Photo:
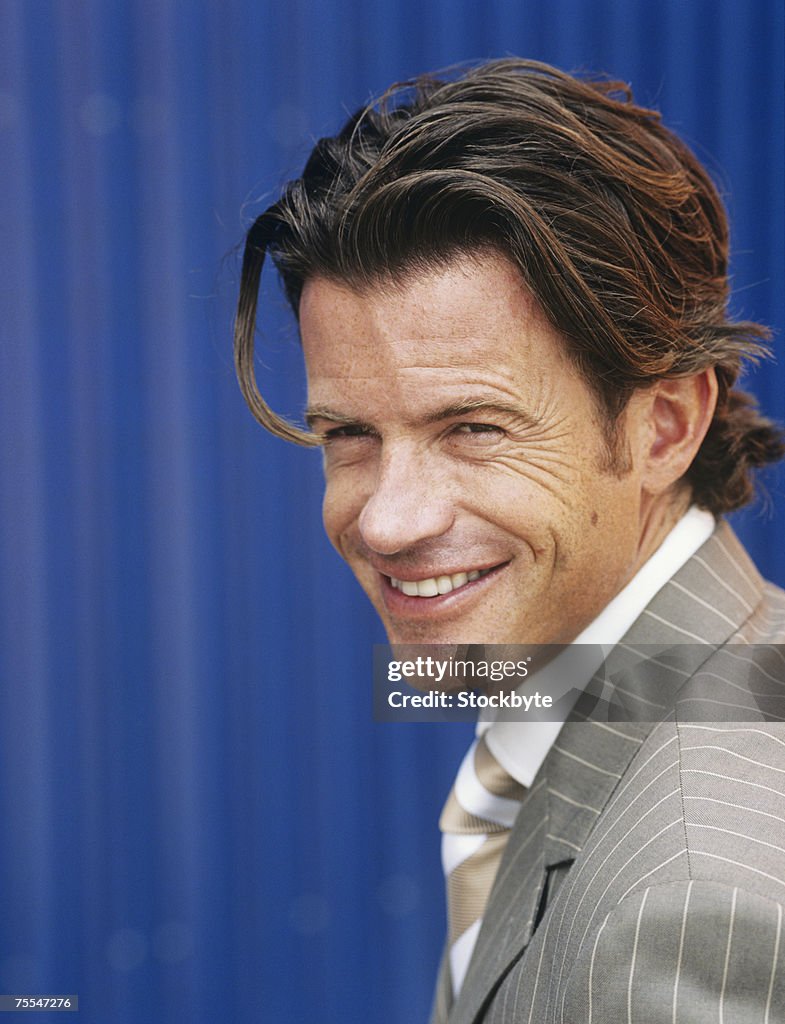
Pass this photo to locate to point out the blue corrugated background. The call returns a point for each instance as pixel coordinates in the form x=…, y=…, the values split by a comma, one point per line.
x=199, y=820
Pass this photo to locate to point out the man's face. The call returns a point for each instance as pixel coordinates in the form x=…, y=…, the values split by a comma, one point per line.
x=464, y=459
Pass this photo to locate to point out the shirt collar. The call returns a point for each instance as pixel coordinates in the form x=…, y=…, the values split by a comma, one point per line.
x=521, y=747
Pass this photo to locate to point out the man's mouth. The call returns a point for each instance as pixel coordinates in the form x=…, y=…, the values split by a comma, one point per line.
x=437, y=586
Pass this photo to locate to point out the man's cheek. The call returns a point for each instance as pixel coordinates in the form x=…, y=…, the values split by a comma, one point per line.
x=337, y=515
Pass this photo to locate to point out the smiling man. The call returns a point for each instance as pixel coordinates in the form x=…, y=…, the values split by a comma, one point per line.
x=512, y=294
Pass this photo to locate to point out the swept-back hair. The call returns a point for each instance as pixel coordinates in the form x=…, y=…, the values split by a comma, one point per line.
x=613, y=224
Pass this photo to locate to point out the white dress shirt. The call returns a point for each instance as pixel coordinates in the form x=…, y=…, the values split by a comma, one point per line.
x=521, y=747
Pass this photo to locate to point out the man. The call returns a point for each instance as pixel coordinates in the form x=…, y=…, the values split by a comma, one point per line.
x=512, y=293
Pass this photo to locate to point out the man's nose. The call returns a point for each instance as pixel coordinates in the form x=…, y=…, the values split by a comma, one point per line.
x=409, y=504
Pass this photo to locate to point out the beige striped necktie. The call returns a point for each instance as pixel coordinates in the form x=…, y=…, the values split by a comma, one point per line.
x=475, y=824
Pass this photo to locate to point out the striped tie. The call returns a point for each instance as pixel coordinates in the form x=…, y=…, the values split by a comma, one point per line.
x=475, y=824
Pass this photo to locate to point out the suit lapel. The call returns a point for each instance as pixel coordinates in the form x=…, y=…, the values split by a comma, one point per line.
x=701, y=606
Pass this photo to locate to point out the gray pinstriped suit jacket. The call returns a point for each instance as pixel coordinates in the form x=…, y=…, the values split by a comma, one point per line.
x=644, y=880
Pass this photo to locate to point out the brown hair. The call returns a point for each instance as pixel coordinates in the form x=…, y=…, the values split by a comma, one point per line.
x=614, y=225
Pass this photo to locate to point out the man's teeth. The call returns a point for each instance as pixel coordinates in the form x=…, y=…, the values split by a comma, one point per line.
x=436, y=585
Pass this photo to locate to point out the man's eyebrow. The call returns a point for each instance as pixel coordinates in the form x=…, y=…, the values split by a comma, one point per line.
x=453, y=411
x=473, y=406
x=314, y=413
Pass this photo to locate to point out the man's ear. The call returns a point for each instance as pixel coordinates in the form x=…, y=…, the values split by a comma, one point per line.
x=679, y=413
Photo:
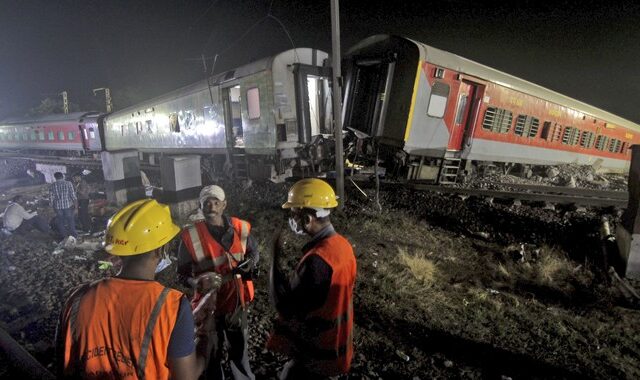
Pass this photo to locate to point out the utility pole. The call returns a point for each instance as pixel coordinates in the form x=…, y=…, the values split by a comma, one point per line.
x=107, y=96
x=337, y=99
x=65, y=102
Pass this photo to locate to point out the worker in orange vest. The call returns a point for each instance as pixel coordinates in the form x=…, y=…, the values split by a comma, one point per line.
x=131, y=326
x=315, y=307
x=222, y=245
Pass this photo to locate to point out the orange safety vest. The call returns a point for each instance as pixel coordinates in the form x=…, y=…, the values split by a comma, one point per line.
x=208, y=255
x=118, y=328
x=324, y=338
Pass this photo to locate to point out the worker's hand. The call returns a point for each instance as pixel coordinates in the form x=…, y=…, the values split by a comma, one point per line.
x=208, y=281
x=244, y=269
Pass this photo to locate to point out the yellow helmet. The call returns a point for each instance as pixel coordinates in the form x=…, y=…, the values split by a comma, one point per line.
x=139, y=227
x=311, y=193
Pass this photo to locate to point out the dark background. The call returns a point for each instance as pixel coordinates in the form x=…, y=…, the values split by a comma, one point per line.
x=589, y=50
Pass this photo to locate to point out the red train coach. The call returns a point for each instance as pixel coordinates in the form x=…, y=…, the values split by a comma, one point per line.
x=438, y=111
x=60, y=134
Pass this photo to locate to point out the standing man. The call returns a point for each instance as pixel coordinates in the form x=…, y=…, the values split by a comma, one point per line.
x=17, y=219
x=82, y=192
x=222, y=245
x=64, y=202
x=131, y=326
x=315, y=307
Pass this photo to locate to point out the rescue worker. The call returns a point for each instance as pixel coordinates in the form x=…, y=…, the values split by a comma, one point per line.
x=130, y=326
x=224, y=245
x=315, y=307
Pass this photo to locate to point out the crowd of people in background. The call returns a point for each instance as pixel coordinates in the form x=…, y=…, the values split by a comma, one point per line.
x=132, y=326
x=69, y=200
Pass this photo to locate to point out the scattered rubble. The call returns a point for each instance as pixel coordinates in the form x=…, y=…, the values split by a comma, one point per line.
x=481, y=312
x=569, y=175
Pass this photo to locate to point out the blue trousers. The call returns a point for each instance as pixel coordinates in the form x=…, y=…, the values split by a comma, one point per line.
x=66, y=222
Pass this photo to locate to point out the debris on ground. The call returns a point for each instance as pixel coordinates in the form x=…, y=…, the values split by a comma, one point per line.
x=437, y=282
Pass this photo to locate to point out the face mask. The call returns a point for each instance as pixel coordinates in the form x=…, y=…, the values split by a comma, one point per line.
______________________________
• _Task directions_
Repeat all of the data above word for word, but leave the pictures out.

• _Written solution_
Photo:
Pass this photo to locate to point out the blue corrugated background. The call returns a point for each instance as pixel coordinates in the form x=…, y=…, the values split by a comma, one point per line.
x=199, y=820
Pass this photo to locate to point out the man's face. The call returns a point for each instance as pixel coordinates in the form x=…, y=…, the values split by a comma, one point per line.
x=464, y=459
Pass this photo to locate to point out the shirt collar. The call returns a point for each instance as pixel coordinates in the form x=…, y=…, the values split by a comma, one point per line.
x=521, y=747
Pass this photo to locate to point out the man's mouth. The call returns a point for each instance as pixel coordinates in the form x=…, y=…, the values split by a comma, one point per line.
x=437, y=586
Pass this photo to locate to point out the man's cheek. The call returns a point for each instance as pixel coordinates in the form x=…, y=…, the values split by a comma, one point per line.
x=337, y=515
Pass this photo to locate to point out the smiling man. The call returns a point for each instance as pixel coordinates in the form x=…, y=…, the values split by a comma, one point per line.
x=512, y=294
Pass this photo to locate to point out the swept-back hair. The call returns a point for each instance as pixel coordinates in the form x=…, y=…, the values split by a comma, one point per line.
x=613, y=224
Pass this photo to locate to point out the white dress shirt. The call returns a point for each instance as pixel coordinates in the form x=…, y=…, the values split by a comma, one point per line.
x=521, y=747
Pass this photo to locate to point out the man. The call returns a point for each instance as pixel coordinates in the form x=…, y=…, the values split by a comma, one point per line.
x=512, y=293
Pass this photo to locate to point out the man's nose. The call returns a point for each instance as pixel coordinates in the form x=…, y=…, the values split by a comma, one point per line.
x=409, y=504
Pass this photo to locate to point out the beige striped necktie. The call returns a point for each instance as pixel coordinates in the form x=…, y=…, the values split by a comma, one point per line.
x=475, y=824
Pass this photo to locate to point out the striped tie. The call returns a point for each instance as pixel coordinates in the form x=…, y=…, the values split by a comma, one point per line.
x=475, y=824
Pass this photo to locate to point out the suit lapel. The call returns a point for each instance as pixel coordinates in the form x=…, y=…, the values split by a comma, one point per line.
x=701, y=606
Pass this photo to locate to point out the gray pinstriped suit jacket. The call returns a point for each instance as pixel coordinates in the form x=…, y=…, the values split by a comma, one point per line.
x=644, y=880
Pass this photo to locate to point out the brown hair. The call returns a point for each instance as pixel coordinates in the form x=…, y=…, the values split by a comma, one point per line.
x=614, y=225
Pass this photo to locate to point out the man's teeth. The call returns a point for each instance as pixel coordinates in the form x=…, y=…, the values split by a comma, one point per line.
x=436, y=585
Pass this photo to locate to point out the man's eyebrow. The call returns a point for each instance as pixel coordinates in the form x=…, y=…, the values split by a comma, one point per line.
x=453, y=411
x=473, y=406
x=314, y=413
Pass this photo to locate to point out the man's ear. The call returns a point for each instance as pixel coordinates in the form x=…, y=…, the values split by a comma, one point per line.
x=679, y=413
Photo:
Pass this photo to locate to point out the utility pole. The call returns a point for each instance as pixel coordinates in the form x=…, y=…, the values split by a comma, one point per line.
x=107, y=96
x=337, y=99
x=65, y=102
Pass this photo to locate to point out the worker in orange vest. The call returns a point for each instance as pixel coordinates in the form x=…, y=…, the values split by a comma, one point per line.
x=131, y=326
x=315, y=307
x=222, y=245
Pass this photo to locate to point out the orange safety vest. The call returns a point for each instance as pixel coordinates in the form x=…, y=…, the values split by a comma, one point per line.
x=208, y=255
x=118, y=328
x=324, y=338
Pass this photo to locate to point out the worker's hand. The call returns a point for each instance as pixel coordinates in the form x=…, y=…, the values split by a comma, one point per line.
x=208, y=281
x=244, y=269
Pass this photo to locate to point out the yellow helmet. The call returns a point for each instance as pixel coordinates in the form x=…, y=…, the values split by a comma, one point per line.
x=139, y=227
x=311, y=193
Pass this photo to locate to point out the dark background. The call returns a point for each instance as pixel coordinates in the form x=…, y=…, the values split by a comma, one point per line.
x=589, y=50
Pass this photo to locate to point out the red train coach. The call returns a point for each instance as pixel coordinates in the form x=…, y=…, the values split by a comma, one point per line.
x=438, y=111
x=60, y=134
Pass this photo to locate to point out the standing man. The call returns a point for each instance as pixel coordinates in the form x=…, y=…, the values split by a comma, one point per line.
x=17, y=219
x=82, y=192
x=222, y=245
x=64, y=202
x=131, y=326
x=315, y=307
Pass this photo to locate to point out the rescue worker. The call returns a point for each instance as pixel coordinates in the form x=…, y=…, the values split by a comma, one point per line.
x=130, y=326
x=224, y=245
x=315, y=307
Pass this photo to locate to point out the crowd of people in background. The call returns a point for each instance as pixel coordinates in the form x=…, y=…, the values split by a comma, one point per line.
x=132, y=326
x=69, y=200
Pass this photo to locate to point out the scattered rubble. The call returns a point for each instance as pixel coordinates in the form x=…, y=…, the values split by a comma, one point per line.
x=481, y=312
x=569, y=175
Pass this photo to locate to point out the blue trousers. The call returns a point for each instance as pixel coordinates in the form x=…, y=…, the values split by a comma, one point per line.
x=66, y=222
Pass this photo to locate to point out the debris on ground. The call returns a point for each instance as pixel coordinates in the form x=…, y=…, the values split by a comma, one point per line.
x=437, y=282
Pass this photo to locate to point out the face mask. The call returns a point for each instance as pixel coordinates in the form x=…, y=…, the values split by a comma, one point per line.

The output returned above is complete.